> [Your instructions]: Print the listing below exactly, minus its pictures.

> [Data shown]:
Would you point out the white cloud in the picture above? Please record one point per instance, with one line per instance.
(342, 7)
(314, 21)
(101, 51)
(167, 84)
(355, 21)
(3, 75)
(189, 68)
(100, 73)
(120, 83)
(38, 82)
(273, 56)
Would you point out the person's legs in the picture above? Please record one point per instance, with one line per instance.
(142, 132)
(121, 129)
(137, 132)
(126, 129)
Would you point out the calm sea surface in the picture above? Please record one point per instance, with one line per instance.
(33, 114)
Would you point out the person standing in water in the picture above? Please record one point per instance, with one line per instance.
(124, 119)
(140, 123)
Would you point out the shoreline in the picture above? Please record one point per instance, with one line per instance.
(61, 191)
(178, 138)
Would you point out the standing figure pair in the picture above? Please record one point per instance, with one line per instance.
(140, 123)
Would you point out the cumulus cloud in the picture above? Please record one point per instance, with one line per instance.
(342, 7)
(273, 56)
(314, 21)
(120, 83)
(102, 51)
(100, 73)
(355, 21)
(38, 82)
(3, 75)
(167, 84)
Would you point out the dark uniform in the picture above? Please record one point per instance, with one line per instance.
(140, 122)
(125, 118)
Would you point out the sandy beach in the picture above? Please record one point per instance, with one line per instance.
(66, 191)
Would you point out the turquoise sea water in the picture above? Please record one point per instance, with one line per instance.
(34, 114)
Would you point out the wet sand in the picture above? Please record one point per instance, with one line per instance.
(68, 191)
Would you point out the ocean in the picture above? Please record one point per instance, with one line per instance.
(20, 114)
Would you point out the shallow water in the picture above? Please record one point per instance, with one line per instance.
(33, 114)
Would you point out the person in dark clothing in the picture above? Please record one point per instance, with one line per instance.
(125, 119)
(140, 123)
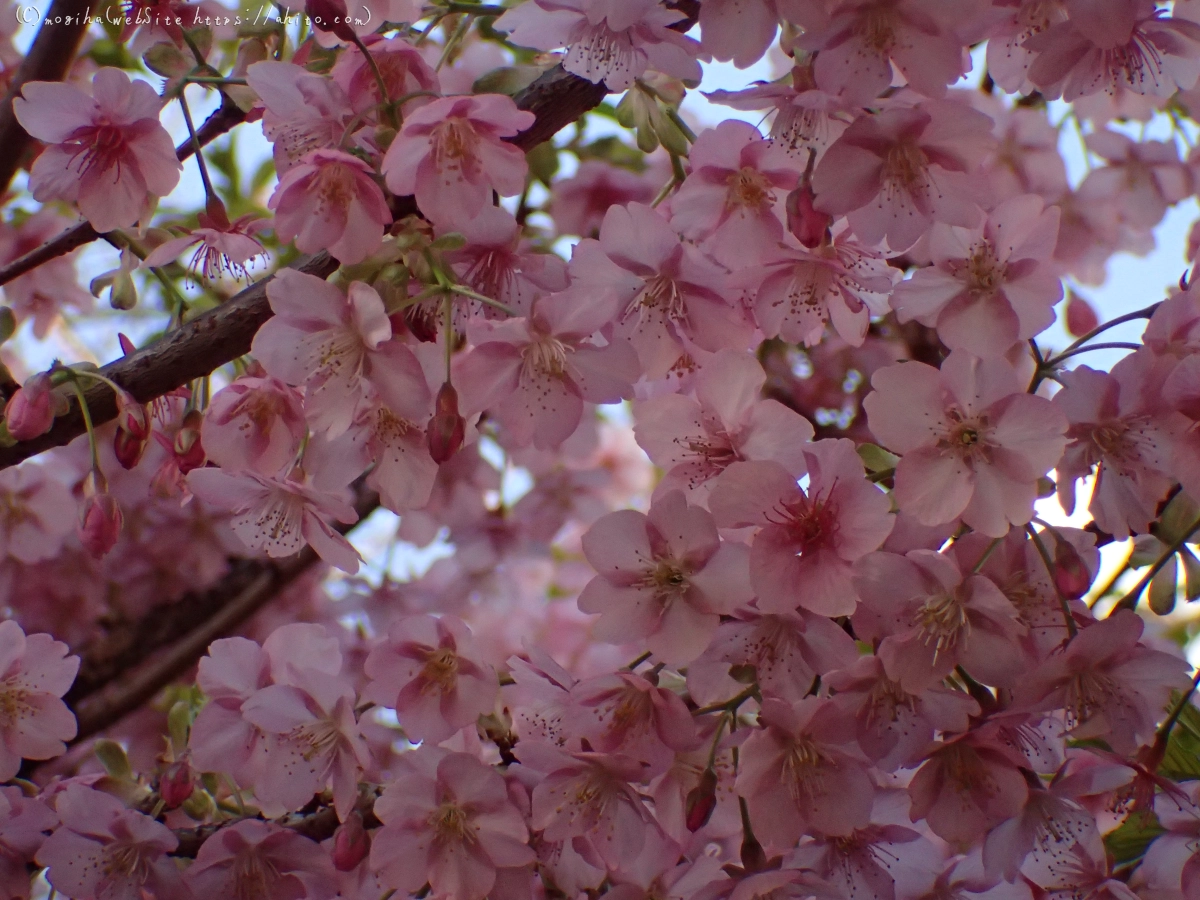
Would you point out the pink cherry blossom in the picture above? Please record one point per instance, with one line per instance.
(280, 515)
(695, 439)
(253, 858)
(727, 202)
(35, 672)
(859, 41)
(430, 672)
(1110, 684)
(798, 775)
(328, 201)
(256, 424)
(451, 155)
(897, 172)
(609, 41)
(808, 539)
(448, 821)
(991, 286)
(972, 442)
(665, 577)
(534, 375)
(103, 850)
(669, 293)
(106, 151)
(797, 292)
(1115, 426)
(336, 345)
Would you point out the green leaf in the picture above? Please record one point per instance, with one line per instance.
(1129, 840)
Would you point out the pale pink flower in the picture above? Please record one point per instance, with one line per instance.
(335, 345)
(1109, 684)
(808, 540)
(448, 821)
(304, 112)
(695, 439)
(727, 204)
(1143, 178)
(897, 172)
(24, 822)
(36, 514)
(587, 799)
(787, 652)
(451, 155)
(925, 617)
(797, 292)
(103, 850)
(623, 713)
(895, 726)
(972, 442)
(328, 201)
(665, 577)
(495, 264)
(609, 41)
(107, 153)
(311, 741)
(1119, 45)
(797, 773)
(429, 671)
(1114, 425)
(861, 40)
(280, 515)
(255, 424)
(261, 859)
(969, 784)
(990, 286)
(534, 375)
(35, 672)
(669, 293)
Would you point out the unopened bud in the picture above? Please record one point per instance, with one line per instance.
(1071, 575)
(100, 522)
(810, 227)
(352, 843)
(701, 801)
(30, 411)
(175, 785)
(447, 426)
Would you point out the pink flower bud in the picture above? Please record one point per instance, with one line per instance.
(175, 785)
(1071, 575)
(133, 430)
(100, 523)
(810, 227)
(447, 426)
(30, 411)
(352, 843)
(701, 801)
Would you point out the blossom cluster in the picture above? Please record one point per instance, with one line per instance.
(739, 442)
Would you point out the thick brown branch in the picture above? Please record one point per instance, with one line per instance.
(49, 58)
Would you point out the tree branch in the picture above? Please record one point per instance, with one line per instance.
(223, 334)
(49, 58)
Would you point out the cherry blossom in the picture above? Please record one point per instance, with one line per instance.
(808, 539)
(972, 443)
(106, 150)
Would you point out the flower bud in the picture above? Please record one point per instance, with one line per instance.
(1071, 575)
(352, 843)
(132, 430)
(30, 411)
(701, 801)
(447, 426)
(810, 227)
(100, 523)
(175, 785)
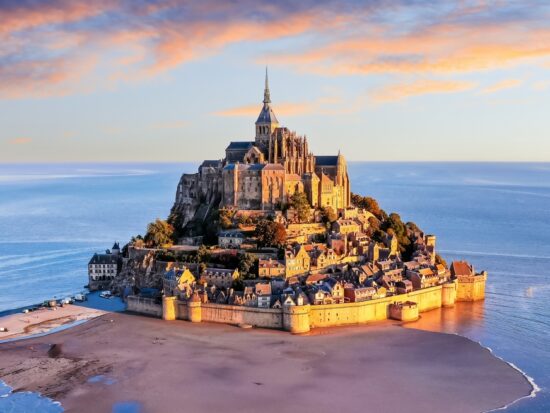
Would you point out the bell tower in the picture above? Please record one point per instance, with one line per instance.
(267, 121)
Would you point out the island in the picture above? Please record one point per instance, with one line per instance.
(271, 236)
(268, 240)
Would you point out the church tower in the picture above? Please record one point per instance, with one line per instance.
(267, 121)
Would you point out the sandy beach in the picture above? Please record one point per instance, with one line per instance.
(43, 320)
(150, 365)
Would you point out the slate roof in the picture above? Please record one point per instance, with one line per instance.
(104, 259)
(274, 167)
(267, 115)
(242, 167)
(239, 145)
(461, 268)
(326, 160)
(210, 164)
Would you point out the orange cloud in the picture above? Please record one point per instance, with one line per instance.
(502, 85)
(400, 91)
(46, 39)
(542, 85)
(22, 17)
(438, 49)
(20, 141)
(283, 109)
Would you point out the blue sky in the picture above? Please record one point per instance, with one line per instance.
(176, 81)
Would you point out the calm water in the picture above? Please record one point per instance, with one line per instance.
(53, 217)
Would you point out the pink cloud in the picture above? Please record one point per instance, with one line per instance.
(502, 85)
(400, 91)
(20, 141)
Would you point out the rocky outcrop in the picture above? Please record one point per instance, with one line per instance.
(140, 269)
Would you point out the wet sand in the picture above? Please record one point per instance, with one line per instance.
(179, 366)
(44, 319)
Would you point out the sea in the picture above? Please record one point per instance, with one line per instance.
(53, 217)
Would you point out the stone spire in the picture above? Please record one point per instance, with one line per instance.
(267, 121)
(267, 97)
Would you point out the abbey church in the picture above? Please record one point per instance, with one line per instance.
(264, 173)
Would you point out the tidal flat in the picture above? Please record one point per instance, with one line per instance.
(159, 366)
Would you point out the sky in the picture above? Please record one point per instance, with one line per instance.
(136, 80)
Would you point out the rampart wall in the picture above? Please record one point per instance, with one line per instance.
(300, 319)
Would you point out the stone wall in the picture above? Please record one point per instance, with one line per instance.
(300, 319)
(259, 317)
(471, 288)
(146, 306)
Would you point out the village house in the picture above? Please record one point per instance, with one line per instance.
(177, 281)
(345, 226)
(220, 277)
(357, 294)
(461, 269)
(322, 257)
(271, 268)
(263, 294)
(230, 239)
(423, 278)
(297, 261)
(315, 279)
(403, 287)
(103, 268)
(335, 289)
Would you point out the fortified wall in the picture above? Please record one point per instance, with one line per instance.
(301, 319)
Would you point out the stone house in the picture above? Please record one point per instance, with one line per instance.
(263, 294)
(461, 269)
(103, 268)
(271, 268)
(297, 261)
(230, 239)
(423, 278)
(357, 294)
(345, 226)
(220, 277)
(403, 287)
(177, 281)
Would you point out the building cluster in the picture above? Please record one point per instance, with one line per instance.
(349, 267)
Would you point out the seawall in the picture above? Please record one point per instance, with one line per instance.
(301, 319)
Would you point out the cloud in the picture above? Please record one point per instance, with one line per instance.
(502, 85)
(20, 141)
(42, 42)
(400, 91)
(541, 85)
(283, 109)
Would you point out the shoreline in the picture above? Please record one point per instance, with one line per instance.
(213, 343)
(534, 387)
(44, 320)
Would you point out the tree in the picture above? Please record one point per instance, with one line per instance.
(328, 214)
(247, 263)
(368, 203)
(203, 255)
(270, 234)
(440, 260)
(301, 205)
(137, 241)
(226, 218)
(159, 233)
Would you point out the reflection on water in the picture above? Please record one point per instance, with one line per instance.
(465, 319)
(25, 402)
(497, 216)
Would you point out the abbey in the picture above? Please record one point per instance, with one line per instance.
(264, 173)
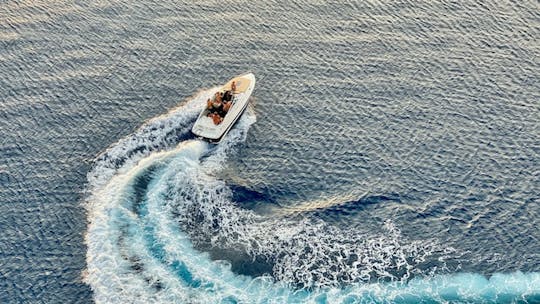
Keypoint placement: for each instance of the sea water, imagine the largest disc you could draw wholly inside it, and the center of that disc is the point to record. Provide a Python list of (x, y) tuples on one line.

> [Answer space]:
Would you point out the white cloud in the picture above? Please record one point per instance, with one line per instance.
(342, 7)
(314, 21)
(101, 51)
(167, 84)
(355, 21)
(3, 75)
(189, 68)
(100, 73)
(120, 83)
(38, 82)
(273, 56)
Would you point out the person's legs in the picture above? Please record one point per instance, with one line per instance.
(142, 132)
(121, 129)
(137, 132)
(126, 129)
Would you point out the calm sea surface in the picture above? Please record one point per instance, with one line per instance.
(33, 114)
Would you point out the person standing in water in the picture above? Please record one point per instance, with one line per instance.
(124, 119)
(140, 123)
Would you point out the shoreline in the picture above? Please record one point per instance, with one line per instance.
(61, 191)
(178, 138)
Would you point out the standing figure pair in the picture above? Please record one point per instance, with one line per instance.
(140, 123)
Would you point out the cumulus cloud in the picture above? Please record one point per instance, with one line per instance.
(342, 7)
(273, 56)
(314, 21)
(120, 83)
(102, 51)
(100, 73)
(355, 21)
(38, 82)
(3, 75)
(167, 84)
Would you point out the dark uniform in the picture above? Please record one point per instance, with one line per instance.
(140, 122)
(125, 118)
Would you point out the sandy beach in the picture above? Please record one point per instance, with one line per instance.
(66, 191)
Would you point out the turquoise sea water in the picture above? Please record one point per instance, with one line per instance.
(34, 114)
Would you point out the wet sand in the picture above? Please record one point per instance, with one line per instance.
(68, 191)
Would you point out the ocean in the picture above? Please record one point per instance, with one line per instance.
(20, 114)
Would you point out the shallow water in the picture above? Please record one point per instance, with one line per instance.
(33, 114)
Would you point out the person in dark clothing in the picture above? Please record one point per instance, with one line per instance.
(125, 119)
(140, 123)
Would you point out the pink cherry blossom in the picture above? Please record one point per instance, with one line per instance.
(280, 515)
(695, 439)
(253, 858)
(727, 202)
(35, 672)
(859, 41)
(430, 672)
(1110, 684)
(798, 775)
(328, 201)
(256, 424)
(451, 155)
(897, 172)
(609, 41)
(808, 539)
(448, 821)
(991, 286)
(972, 442)
(665, 577)
(534, 375)
(103, 850)
(669, 293)
(106, 151)
(797, 292)
(1115, 426)
(336, 345)
Would you point out the green leaf in the picture above? Please record one point per instance, with one line per instance.
(1129, 840)
Would you point out the pale pink flower in the picture above? Please record one point per instance, with one line per instance.
(335, 345)
(1109, 684)
(808, 540)
(448, 821)
(304, 112)
(695, 439)
(727, 204)
(1143, 178)
(897, 172)
(24, 822)
(36, 514)
(587, 799)
(787, 652)
(451, 155)
(925, 617)
(797, 292)
(103, 850)
(623, 713)
(895, 726)
(972, 442)
(328, 201)
(665, 577)
(495, 264)
(609, 41)
(107, 153)
(311, 741)
(1119, 45)
(797, 773)
(429, 671)
(1114, 425)
(861, 40)
(280, 515)
(255, 424)
(261, 859)
(969, 784)
(990, 286)
(534, 375)
(35, 672)
(669, 293)
Would you point out the unopened bud in the picture above? Please record one point per instance, with one line per instance.
(1071, 575)
(100, 522)
(810, 227)
(352, 843)
(701, 801)
(30, 411)
(175, 785)
(447, 426)
Would you point out the pink flower bud in the picture above? Please record one point per instance, with one line per instance.
(175, 785)
(1071, 575)
(133, 430)
(100, 523)
(810, 227)
(447, 426)
(30, 411)
(352, 843)
(701, 801)
Would you point out the blossom cluster in the picture above? Please record one point per instance, with one line per instance.
(739, 442)
Would you point out the thick brown branch in the picture above? Please record one point per instance, with one line per instance.
(49, 58)
Would you point out the tree branch in the picture above? Please record one point per instance, with one line per instance.
(223, 334)
(49, 58)
Would you point out the cherry blossom in the picture above? Please record one point per instance, with one line per instance.
(808, 539)
(972, 443)
(106, 150)
Would you point out the flower bud in the picture above? Please record one point per instance, with one line per instance.
(1071, 575)
(352, 843)
(132, 430)
(30, 411)
(701, 801)
(447, 426)
(810, 227)
(100, 523)
(175, 785)
Would you point out the bell tower in the picture above? Please record one point per instance, with one line per instance.
(267, 121)
Would you point out the island in the picture above? Please record one point per instance, with one line per instance.
(271, 236)
(268, 240)
Would you point out the church tower in the picture above? Please record one point per instance, with one line per instance.
(267, 121)
Would you point out the sandy beach in the picture above? Please record one point per instance, with one line per instance.
(43, 320)
(150, 365)
Would you point out the slate roof in the picture above? Please record one point per instance, with one line per instance.
(104, 259)
(274, 167)
(267, 115)
(242, 167)
(239, 145)
(461, 268)
(326, 160)
(210, 164)
Would you point out the orange cloud in the picture above? Please record one point per instance, with one line per instance.
(502, 85)
(400, 91)
(46, 39)
(542, 85)
(22, 17)
(438, 49)
(20, 141)
(283, 109)
Would you point out the blue sky in the picture above? Please record one point per instance, with one line per instance.
(176, 81)
Would you point out the calm water in the picture above? Please record one point per instance, with one line per instance.
(53, 217)
Would you point out the pink cloud in the picture above? Please record one point per instance, with one line per instance.
(502, 85)
(400, 91)
(20, 141)
Would you point out the rocky outcrop in the picture above? Please record one point per instance, with one line per instance.
(140, 269)
Would you point out the wet sand in the picture above? Please record one point per instance, with one line per instance.
(179, 366)
(44, 319)
Would you point out the sea in the picture above? Please record one point per instance, with one line per instance.
(53, 217)
Would you point out the stone spire in the picture above? Please record one point per instance, with one line per instance.
(267, 121)
(267, 97)
Would you point out the abbey church in the picture above? Please record one point per instance, with one line per instance.
(264, 173)
Would you point out the tidal flat in the picture above? Please record one point per instance, with one line per instance.
(159, 366)
Would you point out the sky in the picture above? Please record one point per instance, with one line per instance.
(136, 80)
Would you point out the rampart wall in the picture above? Please record one point per instance, with one line per instance.
(300, 319)
Would you point out the stone wall in the picture above? Please record one point per instance, with one line per instance.
(300, 319)
(259, 317)
(471, 288)
(146, 306)
Would you point out the village house in the picture above? Please record one point per instance, with one line per instance.
(177, 281)
(345, 226)
(220, 277)
(357, 294)
(461, 269)
(322, 257)
(271, 268)
(263, 294)
(230, 239)
(423, 278)
(297, 261)
(315, 279)
(403, 287)
(103, 268)
(335, 289)
Would you point out the fortified wall in the picture above? Please record one point per instance, with one line per instance.
(301, 319)
Would you point out the stone house in the picture above? Please record one point per instance, with one line per instance.
(263, 294)
(461, 269)
(103, 268)
(271, 268)
(297, 261)
(230, 239)
(423, 278)
(357, 294)
(345, 226)
(220, 277)
(403, 287)
(177, 281)
Would you point out the building cluster in the picture above? Please record one point per instance, with one line per instance.
(349, 267)
Would you point out the seawall in the picture above? Please record one point per instance, with one line per instance.
(301, 319)
Would you point out the cloud in the picture above? Please record one point per instance, with one line per instance.
(502, 85)
(20, 141)
(42, 42)
(400, 91)
(541, 85)
(283, 109)
Would you point out the shoreline in the picture above? Please record one point per instance, with one line per instance.
(213, 343)
(534, 387)
(44, 320)
Would you point out the tree in the picture above? Please record one point per instance, with one line per instance.
(328, 214)
(247, 263)
(368, 203)
(203, 255)
(270, 234)
(440, 260)
(301, 205)
(137, 241)
(226, 218)
(159, 233)
Would you point out the reflection on water in the picture above? Please record one point per instance, with one line per instance.
(465, 319)
(25, 402)
(497, 216)
Would you point out the abbey in the picture above? Please record one point per instance, with one line per instance.
(264, 173)
Keypoint placement: for each instance of the sea water, imagine the largest disc you could draw wholly inside it, and the center of that disc is the point to record. Provide a Python list of (x, y) tuples on one line.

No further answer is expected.